### About this exercise:
Reproduce, exactly and in full, only the lines below from the one containing "of the eyebrow." through the one containing "of the short".

Provided information section start

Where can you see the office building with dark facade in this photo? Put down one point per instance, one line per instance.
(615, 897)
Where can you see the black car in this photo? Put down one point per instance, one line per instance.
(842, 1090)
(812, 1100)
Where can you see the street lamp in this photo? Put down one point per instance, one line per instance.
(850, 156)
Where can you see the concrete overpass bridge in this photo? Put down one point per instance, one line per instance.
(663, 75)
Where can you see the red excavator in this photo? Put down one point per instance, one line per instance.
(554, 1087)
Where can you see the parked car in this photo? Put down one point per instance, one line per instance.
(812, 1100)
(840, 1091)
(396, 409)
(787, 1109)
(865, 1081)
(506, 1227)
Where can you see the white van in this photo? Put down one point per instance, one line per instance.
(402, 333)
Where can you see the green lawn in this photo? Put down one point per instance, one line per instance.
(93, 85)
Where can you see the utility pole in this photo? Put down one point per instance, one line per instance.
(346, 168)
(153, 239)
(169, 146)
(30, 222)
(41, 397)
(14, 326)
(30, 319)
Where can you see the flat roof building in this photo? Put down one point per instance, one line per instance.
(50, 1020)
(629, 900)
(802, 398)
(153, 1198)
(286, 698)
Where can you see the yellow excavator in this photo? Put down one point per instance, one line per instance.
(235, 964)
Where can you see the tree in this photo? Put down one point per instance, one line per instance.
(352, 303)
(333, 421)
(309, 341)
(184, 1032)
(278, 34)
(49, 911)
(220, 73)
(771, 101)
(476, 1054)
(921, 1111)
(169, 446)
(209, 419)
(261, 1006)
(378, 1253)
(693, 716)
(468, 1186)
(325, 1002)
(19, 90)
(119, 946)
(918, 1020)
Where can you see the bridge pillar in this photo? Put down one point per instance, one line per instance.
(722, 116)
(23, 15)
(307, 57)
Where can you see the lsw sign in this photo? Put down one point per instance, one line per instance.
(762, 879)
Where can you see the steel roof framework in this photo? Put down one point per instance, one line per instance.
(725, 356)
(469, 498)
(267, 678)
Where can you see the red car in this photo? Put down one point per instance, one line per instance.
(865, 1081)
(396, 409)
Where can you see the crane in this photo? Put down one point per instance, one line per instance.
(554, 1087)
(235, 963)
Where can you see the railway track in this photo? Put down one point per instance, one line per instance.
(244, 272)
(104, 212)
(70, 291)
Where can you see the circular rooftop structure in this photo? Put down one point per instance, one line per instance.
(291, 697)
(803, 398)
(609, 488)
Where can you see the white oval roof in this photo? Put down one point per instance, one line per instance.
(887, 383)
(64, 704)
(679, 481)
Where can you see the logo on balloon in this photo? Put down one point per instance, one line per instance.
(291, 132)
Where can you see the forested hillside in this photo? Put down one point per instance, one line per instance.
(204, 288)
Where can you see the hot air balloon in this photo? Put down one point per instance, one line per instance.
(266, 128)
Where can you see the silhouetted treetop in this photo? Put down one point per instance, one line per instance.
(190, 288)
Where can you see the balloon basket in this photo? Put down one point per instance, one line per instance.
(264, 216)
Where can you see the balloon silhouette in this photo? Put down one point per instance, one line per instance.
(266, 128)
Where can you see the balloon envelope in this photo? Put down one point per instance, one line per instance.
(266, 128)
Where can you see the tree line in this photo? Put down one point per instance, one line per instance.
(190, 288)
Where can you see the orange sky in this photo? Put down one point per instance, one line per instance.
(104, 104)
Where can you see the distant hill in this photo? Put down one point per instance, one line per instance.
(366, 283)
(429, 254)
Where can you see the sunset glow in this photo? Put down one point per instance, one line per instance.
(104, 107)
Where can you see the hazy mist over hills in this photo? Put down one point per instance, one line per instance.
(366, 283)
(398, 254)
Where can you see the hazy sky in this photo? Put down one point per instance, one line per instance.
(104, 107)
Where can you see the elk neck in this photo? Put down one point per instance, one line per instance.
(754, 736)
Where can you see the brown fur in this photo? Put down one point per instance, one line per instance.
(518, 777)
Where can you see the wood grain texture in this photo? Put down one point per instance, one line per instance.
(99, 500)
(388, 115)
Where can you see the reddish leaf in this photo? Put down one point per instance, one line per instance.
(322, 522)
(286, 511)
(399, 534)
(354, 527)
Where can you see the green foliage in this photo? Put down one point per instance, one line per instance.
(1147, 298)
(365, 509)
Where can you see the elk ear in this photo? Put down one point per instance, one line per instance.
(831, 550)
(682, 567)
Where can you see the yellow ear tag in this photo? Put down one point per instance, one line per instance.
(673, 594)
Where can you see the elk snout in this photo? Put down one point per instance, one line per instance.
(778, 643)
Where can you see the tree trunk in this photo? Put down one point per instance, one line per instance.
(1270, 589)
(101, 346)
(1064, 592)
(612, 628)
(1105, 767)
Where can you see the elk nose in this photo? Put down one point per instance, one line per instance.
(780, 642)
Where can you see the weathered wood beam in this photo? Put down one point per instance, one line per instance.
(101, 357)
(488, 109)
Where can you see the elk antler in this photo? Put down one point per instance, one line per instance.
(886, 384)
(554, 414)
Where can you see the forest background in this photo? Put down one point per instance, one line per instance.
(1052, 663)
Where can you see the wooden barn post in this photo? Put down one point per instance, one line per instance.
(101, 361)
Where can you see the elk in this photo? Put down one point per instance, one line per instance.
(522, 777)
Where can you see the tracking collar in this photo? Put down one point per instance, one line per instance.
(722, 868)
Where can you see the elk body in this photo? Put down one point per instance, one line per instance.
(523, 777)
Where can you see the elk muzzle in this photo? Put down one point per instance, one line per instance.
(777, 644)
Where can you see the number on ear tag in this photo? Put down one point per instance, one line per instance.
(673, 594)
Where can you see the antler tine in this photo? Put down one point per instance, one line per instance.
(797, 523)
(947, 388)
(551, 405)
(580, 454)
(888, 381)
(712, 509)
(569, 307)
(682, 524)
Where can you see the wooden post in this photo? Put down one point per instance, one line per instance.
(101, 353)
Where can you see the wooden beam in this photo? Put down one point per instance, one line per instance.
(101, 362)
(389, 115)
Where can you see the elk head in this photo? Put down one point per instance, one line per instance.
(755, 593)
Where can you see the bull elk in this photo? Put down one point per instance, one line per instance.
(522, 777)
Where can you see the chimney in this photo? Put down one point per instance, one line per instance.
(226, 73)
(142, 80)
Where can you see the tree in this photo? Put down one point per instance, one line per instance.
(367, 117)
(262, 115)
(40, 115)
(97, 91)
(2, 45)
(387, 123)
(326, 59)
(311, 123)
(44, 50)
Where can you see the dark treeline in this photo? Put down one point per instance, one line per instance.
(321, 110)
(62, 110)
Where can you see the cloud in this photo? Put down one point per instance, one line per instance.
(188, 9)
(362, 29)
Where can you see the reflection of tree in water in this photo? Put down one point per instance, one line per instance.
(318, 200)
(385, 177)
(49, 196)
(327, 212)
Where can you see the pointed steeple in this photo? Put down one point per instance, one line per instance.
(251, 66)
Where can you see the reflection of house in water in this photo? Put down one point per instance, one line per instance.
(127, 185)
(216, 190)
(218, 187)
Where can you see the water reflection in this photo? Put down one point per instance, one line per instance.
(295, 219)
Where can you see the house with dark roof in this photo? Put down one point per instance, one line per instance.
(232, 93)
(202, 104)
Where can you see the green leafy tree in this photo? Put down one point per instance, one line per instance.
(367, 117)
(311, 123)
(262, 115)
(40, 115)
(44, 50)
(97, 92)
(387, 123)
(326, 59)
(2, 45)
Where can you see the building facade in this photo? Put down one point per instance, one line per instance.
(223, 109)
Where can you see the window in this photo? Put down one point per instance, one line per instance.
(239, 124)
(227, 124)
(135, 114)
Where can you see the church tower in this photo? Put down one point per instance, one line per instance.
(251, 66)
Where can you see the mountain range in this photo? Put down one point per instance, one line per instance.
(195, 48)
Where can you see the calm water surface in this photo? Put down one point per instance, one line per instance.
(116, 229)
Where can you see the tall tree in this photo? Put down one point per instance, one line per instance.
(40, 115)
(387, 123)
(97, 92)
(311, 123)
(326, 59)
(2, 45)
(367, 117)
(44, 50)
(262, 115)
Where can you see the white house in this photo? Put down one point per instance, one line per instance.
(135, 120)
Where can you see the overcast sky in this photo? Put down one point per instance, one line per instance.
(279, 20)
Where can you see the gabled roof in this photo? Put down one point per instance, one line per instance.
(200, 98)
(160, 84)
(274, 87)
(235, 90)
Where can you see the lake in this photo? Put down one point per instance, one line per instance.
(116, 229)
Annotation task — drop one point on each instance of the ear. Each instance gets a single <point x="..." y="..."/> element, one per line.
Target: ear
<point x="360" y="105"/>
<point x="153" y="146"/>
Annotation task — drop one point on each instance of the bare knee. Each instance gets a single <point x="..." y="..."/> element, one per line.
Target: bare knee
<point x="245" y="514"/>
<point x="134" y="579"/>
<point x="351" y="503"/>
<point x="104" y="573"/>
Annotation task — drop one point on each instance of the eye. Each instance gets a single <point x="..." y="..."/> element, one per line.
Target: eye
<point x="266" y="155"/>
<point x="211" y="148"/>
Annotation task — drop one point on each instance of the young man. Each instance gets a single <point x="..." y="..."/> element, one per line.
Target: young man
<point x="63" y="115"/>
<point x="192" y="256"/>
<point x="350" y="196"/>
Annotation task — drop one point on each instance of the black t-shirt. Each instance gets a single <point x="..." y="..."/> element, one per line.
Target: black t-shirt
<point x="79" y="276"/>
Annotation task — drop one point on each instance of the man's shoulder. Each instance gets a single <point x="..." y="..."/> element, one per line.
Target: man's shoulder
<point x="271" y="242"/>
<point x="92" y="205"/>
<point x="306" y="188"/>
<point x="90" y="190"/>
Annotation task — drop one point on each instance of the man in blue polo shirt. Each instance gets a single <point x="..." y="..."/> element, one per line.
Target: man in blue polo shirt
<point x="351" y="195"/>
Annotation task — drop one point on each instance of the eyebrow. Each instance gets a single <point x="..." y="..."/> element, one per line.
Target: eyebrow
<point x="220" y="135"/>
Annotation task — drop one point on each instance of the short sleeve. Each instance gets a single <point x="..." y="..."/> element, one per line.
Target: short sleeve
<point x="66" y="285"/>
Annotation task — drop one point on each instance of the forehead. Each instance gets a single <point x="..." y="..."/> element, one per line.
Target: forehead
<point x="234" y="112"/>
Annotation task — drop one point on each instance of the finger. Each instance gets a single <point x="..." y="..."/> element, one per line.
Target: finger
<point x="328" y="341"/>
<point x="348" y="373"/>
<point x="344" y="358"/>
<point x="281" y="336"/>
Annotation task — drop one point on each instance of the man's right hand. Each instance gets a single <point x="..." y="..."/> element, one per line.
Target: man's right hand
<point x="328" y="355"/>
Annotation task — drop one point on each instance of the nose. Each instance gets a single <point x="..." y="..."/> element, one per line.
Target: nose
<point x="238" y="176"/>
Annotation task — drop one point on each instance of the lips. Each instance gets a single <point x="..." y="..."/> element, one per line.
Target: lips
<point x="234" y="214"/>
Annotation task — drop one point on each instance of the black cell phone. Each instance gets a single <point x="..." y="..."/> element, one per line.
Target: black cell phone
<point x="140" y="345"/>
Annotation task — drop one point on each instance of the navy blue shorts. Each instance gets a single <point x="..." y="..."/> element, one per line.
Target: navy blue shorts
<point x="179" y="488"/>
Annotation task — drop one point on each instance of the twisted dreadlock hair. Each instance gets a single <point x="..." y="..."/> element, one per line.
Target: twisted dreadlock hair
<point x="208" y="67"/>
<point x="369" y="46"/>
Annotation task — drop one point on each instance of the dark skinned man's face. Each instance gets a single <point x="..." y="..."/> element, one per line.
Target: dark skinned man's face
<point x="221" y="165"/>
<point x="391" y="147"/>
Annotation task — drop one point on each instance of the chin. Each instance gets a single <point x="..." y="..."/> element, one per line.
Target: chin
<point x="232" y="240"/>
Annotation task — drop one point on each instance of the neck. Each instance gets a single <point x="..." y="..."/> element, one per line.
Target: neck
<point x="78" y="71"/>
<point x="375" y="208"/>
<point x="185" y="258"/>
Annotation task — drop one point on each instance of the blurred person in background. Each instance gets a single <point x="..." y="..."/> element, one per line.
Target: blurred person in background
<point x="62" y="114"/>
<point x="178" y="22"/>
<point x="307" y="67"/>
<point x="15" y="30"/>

Provided information section end

### Response:
Annotation task — drop one point on each instance of the eyebrow. Each instance gets a single <point x="..." y="..."/> element, one per line.
Target: eyebrow
<point x="220" y="135"/>
Annotation task — drop one point on each instance of the short sleeve. Each instance gets a single <point x="..." y="..."/> element, one per line.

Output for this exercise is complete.